+++ ITEMS
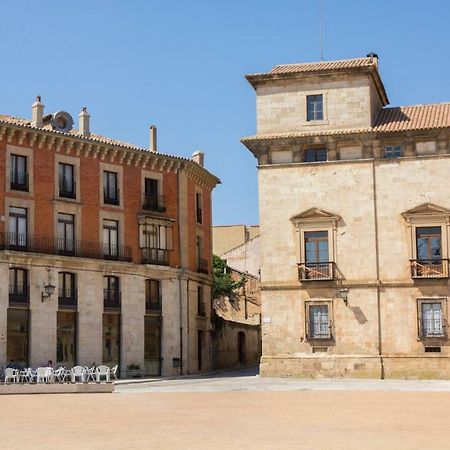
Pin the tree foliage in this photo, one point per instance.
(223, 284)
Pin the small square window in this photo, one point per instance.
(314, 107)
(432, 322)
(393, 151)
(316, 155)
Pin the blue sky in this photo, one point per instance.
(180, 65)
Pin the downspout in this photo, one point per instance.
(377, 265)
(181, 273)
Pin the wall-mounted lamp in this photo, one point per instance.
(344, 295)
(49, 289)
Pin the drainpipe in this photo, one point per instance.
(377, 264)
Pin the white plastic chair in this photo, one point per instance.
(113, 372)
(78, 372)
(90, 373)
(102, 371)
(26, 375)
(11, 375)
(42, 375)
(59, 375)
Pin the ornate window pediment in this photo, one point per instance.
(427, 212)
(315, 216)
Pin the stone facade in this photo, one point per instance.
(159, 332)
(357, 304)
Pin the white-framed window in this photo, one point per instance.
(314, 107)
(318, 320)
(393, 151)
(432, 318)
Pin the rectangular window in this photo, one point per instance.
(110, 188)
(199, 207)
(66, 234)
(66, 338)
(201, 310)
(153, 201)
(18, 286)
(19, 175)
(319, 324)
(111, 339)
(155, 242)
(152, 295)
(110, 238)
(17, 236)
(67, 181)
(17, 337)
(432, 320)
(152, 345)
(314, 107)
(393, 151)
(317, 263)
(67, 295)
(316, 155)
(111, 292)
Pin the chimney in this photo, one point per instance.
(83, 122)
(199, 157)
(37, 113)
(153, 147)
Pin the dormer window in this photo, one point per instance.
(316, 155)
(314, 107)
(393, 151)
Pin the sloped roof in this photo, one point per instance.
(408, 118)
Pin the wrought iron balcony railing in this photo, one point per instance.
(316, 271)
(202, 266)
(153, 303)
(429, 268)
(154, 203)
(433, 328)
(155, 256)
(321, 331)
(111, 299)
(67, 297)
(58, 246)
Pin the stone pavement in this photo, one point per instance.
(224, 411)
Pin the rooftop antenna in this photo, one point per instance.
(321, 29)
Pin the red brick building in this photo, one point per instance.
(121, 234)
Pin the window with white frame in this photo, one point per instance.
(393, 151)
(432, 322)
(318, 323)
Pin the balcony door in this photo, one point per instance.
(429, 243)
(17, 227)
(66, 234)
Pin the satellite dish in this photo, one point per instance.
(61, 121)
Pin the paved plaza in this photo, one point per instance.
(235, 410)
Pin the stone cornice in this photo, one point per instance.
(28, 136)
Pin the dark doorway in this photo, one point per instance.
(241, 347)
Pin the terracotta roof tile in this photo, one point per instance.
(324, 66)
(408, 118)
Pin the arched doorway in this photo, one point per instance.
(241, 347)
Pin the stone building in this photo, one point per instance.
(355, 224)
(105, 249)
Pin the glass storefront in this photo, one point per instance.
(66, 344)
(18, 336)
(111, 339)
(152, 346)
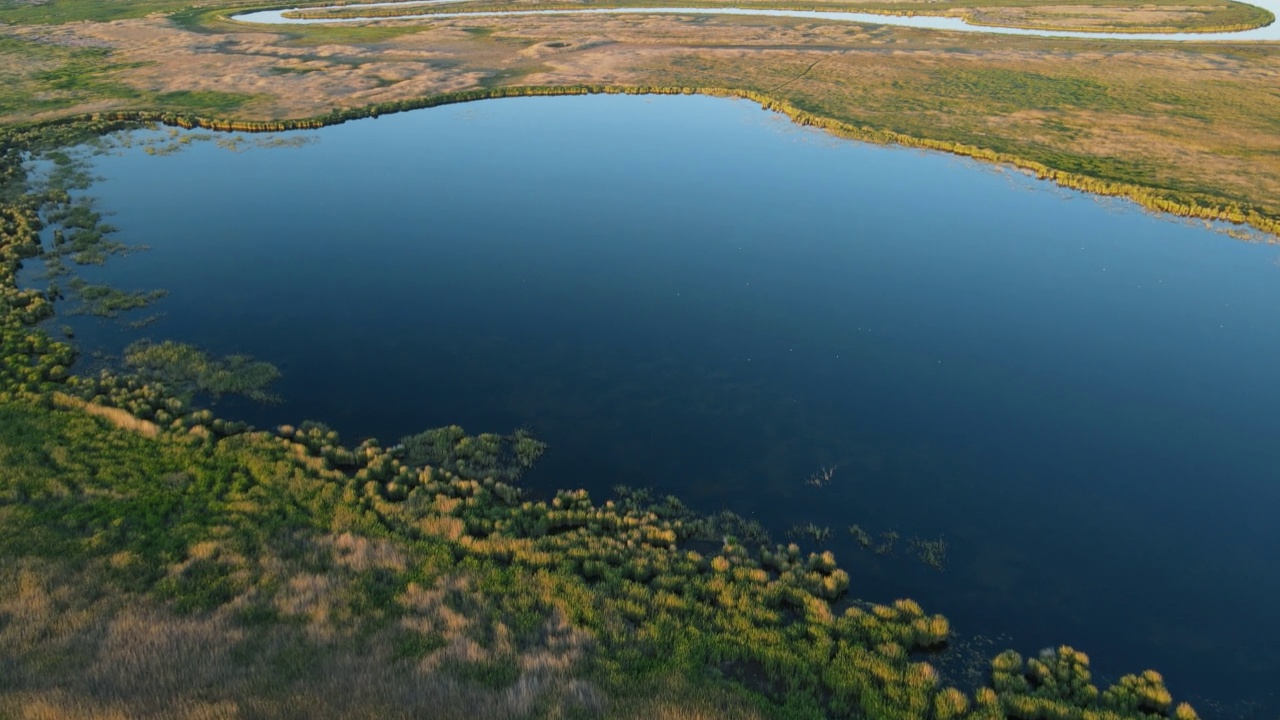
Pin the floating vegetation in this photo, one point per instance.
(932, 552)
(810, 532)
(106, 301)
(255, 534)
(862, 537)
(187, 370)
(503, 458)
(176, 141)
(888, 538)
(822, 478)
++++++
◆ **GIVEN REQUEST**
Print the whole listing above again word for word, without the pictures.

◆ **FINISHED EXERCISE**
Pin the tree foliage in this photo, one point per instance.
(223, 284)
Pin the small square window in this photo, one point per instance.
(314, 107)
(432, 322)
(393, 151)
(316, 155)
Pin the blue sky in this photo, one point per instance.
(180, 65)
Pin the downspout in this photo, one point per instance.
(377, 265)
(181, 273)
Pin the wall-mounted lamp in this photo, one point per instance.
(344, 295)
(49, 289)
Pin the drainpipe in this photo, one point per instance.
(377, 264)
Pin the white plastic chair in this photo, one point per instance.
(113, 372)
(78, 372)
(90, 373)
(102, 371)
(26, 375)
(11, 375)
(42, 375)
(59, 375)
Pin the ornate window pediment in this photo, one point per instance.
(427, 212)
(315, 216)
Pin the stone facade in this photo, one point per instance.
(159, 332)
(357, 304)
Pin the white-framed window in this photo, one point per instance.
(314, 107)
(318, 320)
(393, 151)
(432, 318)
Pin the rectangular window in this photo, one point per instance.
(110, 188)
(199, 207)
(66, 234)
(66, 338)
(201, 310)
(153, 201)
(18, 286)
(19, 175)
(319, 324)
(111, 339)
(155, 242)
(152, 295)
(110, 238)
(17, 236)
(67, 181)
(17, 337)
(432, 320)
(152, 345)
(314, 107)
(393, 151)
(317, 263)
(67, 295)
(316, 155)
(111, 292)
Pin the chimney in this photo, one point per instance.
(83, 122)
(199, 157)
(37, 113)
(153, 147)
Pin the dormer window in this photo, one point per instance.
(316, 155)
(314, 107)
(393, 151)
Pin the sloped roof in this photo, one point per instance.
(408, 118)
Pin the wrought iron balcony railing in this photo, one point per instance.
(316, 271)
(202, 266)
(153, 303)
(429, 268)
(154, 203)
(433, 328)
(155, 256)
(321, 331)
(111, 299)
(67, 297)
(58, 246)
Pin the stone pavement in this photo, one point per instance.
(224, 411)
Pin the rooftop antenna in this photo, one point per instance.
(321, 29)
Pin the red brick building in this photo, one point per instance.
(121, 234)
Pin the window with white frame in this photo, one point per instance.
(393, 151)
(432, 322)
(318, 323)
Pin the balcony door in this photo, one point per instance.
(429, 243)
(17, 227)
(66, 234)
Pin the satellite dish in this photo, one point per instance.
(61, 121)
Pin the paved plaza in this photo, one point per instance.
(235, 410)
Pin the stone cornice in this photo, one point per instance.
(28, 136)
Pin the dark doorway in this photo, one point per instance.
(241, 347)
Pin the terracotta roof tile in this photo, one point per instance.
(324, 66)
(408, 118)
Pin the arched doorway in this photo, one point per instance.
(241, 347)
Pin the stone building in this photo, one point per instance.
(355, 224)
(105, 249)
Pin the glass storefront in this photo, one point per instance.
(66, 344)
(18, 336)
(111, 339)
(152, 346)
Pin the floating vegetation in this photo, one point per instance.
(932, 552)
(810, 532)
(106, 301)
(255, 534)
(862, 537)
(187, 370)
(503, 458)
(176, 141)
(888, 538)
(822, 478)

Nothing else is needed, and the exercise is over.